*ESERCIZIO ASSEGNATO A*.
Estrai tutte le righe riportate più sotto in cui compare la parola "raised".

*SEZIONE DI TESTO*.
Siamo sicuri?

Commento al Vangelo del 3 febbraio 2019.

 «Oggi si è compiuta questa Scrittura che voi avete ascoltato»: riascoltiamo anche in questa domenica l’affermazione consolante di Gesù. Siamo nell’oggi della salvezza. Non dobbiamo attendere la rivelazione di Dio, il suo intervento, la sua vicinanza. Dio Padre ha già preso posizione nella storia nella persona del suo Figlio, che noi abbiamo incontrato e che amiamo perché ci ha apre gli occhi, ci libera dal peccato, ci ripete senza stancarsi la sua Parola stracarica di sapienza. Attendiamo, certo, il compimento definitivo della risurrezione della carne e dei cieli e terra nuovi, ma siamo sicuri della pienezza di presenza del Signore risorto.

*CONTENUTO DEI DATI*.

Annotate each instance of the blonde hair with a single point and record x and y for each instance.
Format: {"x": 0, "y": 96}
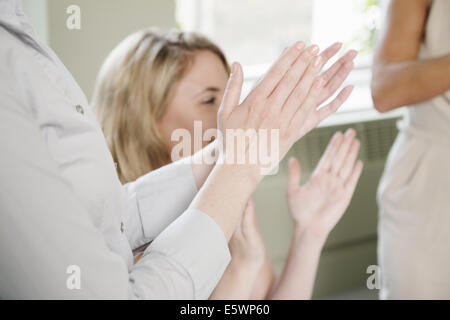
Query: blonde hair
{"x": 134, "y": 86}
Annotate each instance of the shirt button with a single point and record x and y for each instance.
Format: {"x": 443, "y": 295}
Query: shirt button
{"x": 79, "y": 109}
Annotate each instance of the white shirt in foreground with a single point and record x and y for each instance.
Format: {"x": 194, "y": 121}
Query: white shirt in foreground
{"x": 62, "y": 205}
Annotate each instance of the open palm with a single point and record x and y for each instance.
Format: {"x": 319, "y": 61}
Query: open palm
{"x": 319, "y": 204}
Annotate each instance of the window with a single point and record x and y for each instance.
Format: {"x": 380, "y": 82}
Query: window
{"x": 254, "y": 32}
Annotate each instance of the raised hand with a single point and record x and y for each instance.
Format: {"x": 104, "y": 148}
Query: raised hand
{"x": 317, "y": 206}
{"x": 288, "y": 96}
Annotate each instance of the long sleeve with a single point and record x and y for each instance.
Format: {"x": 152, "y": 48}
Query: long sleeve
{"x": 44, "y": 230}
{"x": 61, "y": 204}
{"x": 156, "y": 199}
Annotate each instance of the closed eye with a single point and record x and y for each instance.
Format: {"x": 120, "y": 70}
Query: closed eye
{"x": 210, "y": 101}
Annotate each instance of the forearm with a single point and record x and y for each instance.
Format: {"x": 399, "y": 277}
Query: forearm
{"x": 396, "y": 84}
{"x": 298, "y": 276}
{"x": 236, "y": 283}
{"x": 203, "y": 162}
{"x": 264, "y": 281}
{"x": 225, "y": 193}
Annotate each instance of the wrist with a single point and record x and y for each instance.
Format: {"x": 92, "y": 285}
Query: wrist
{"x": 244, "y": 270}
{"x": 309, "y": 237}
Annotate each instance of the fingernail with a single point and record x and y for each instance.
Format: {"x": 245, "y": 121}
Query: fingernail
{"x": 319, "y": 82}
{"x": 349, "y": 132}
{"x": 300, "y": 45}
{"x": 314, "y": 49}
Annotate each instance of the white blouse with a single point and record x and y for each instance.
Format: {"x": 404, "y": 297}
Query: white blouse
{"x": 63, "y": 207}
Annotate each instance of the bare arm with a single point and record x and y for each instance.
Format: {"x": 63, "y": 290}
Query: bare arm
{"x": 285, "y": 100}
{"x": 315, "y": 208}
{"x": 399, "y": 78}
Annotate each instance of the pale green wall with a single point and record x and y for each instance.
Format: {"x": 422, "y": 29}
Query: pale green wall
{"x": 103, "y": 24}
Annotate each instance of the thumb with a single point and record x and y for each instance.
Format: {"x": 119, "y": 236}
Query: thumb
{"x": 294, "y": 174}
{"x": 233, "y": 90}
{"x": 249, "y": 214}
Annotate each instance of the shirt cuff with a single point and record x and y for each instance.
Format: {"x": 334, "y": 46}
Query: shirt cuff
{"x": 197, "y": 243}
{"x": 156, "y": 199}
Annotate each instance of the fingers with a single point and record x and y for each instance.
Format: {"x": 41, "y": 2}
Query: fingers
{"x": 233, "y": 90}
{"x": 330, "y": 152}
{"x": 346, "y": 58}
{"x": 294, "y": 174}
{"x": 278, "y": 70}
{"x": 342, "y": 151}
{"x": 352, "y": 181}
{"x": 299, "y": 112}
{"x": 336, "y": 75}
{"x": 294, "y": 74}
{"x": 330, "y": 51}
{"x": 350, "y": 160}
{"x": 334, "y": 105}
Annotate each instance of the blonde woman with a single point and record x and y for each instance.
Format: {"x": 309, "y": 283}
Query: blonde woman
{"x": 155, "y": 82}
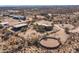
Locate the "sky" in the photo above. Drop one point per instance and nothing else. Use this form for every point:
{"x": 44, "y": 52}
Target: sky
{"x": 39, "y": 2}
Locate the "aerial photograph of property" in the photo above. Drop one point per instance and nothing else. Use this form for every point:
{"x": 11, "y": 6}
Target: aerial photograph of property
{"x": 39, "y": 29}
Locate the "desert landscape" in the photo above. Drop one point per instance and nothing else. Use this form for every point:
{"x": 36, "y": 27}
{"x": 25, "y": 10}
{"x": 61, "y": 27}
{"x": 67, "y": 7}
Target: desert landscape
{"x": 39, "y": 29}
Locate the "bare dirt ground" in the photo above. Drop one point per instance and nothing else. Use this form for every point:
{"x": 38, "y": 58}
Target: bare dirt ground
{"x": 54, "y": 33}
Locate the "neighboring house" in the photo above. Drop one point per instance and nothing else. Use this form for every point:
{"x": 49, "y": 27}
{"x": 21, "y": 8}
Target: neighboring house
{"x": 4, "y": 24}
{"x": 19, "y": 27}
{"x": 18, "y": 17}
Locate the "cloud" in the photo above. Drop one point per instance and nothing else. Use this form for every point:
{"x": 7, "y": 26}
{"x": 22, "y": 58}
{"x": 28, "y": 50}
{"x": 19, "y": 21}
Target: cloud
{"x": 39, "y": 2}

*ESERCIZIO ASSEGNATO B*.
Trascrivi il brano del commento al Vangelo da "Commento al Vangelo" a "del Signore risorto.".

*RISPOSTA COMPLETA A*.
Annotate each instance of the raised hand with a single point and record x and y for each instance.
Query: raised hand

*RISPOSTA COMPLETA B*.
Commento al Vangelo del 3 febbraio 2019.

 «Oggi si è compiuta questa Scrittura che voi avete ascoltato»: riascoltiamo anche in questa domenica l’affermazione consolante di Gesù. Siamo nell’oggi della salvezza. Non dobbiamo attendere la rivelazione di Dio, il suo intervento, la sua vicinanza. Dio Padre ha già preso posizione nella storia nella persona del suo Figlio, che noi abbiamo incontrato e che amiamo perché ci ha apre gli occhi, ci libera dal peccato, ci ripete senza stancarsi la sua Parola stracarica di sapienza. Attendiamo, certo, il compimento definitivo della risurrezione della carne e dei cieli e terra nuovi, ma siamo sicuri della pienezza di presenza del Signore risorto.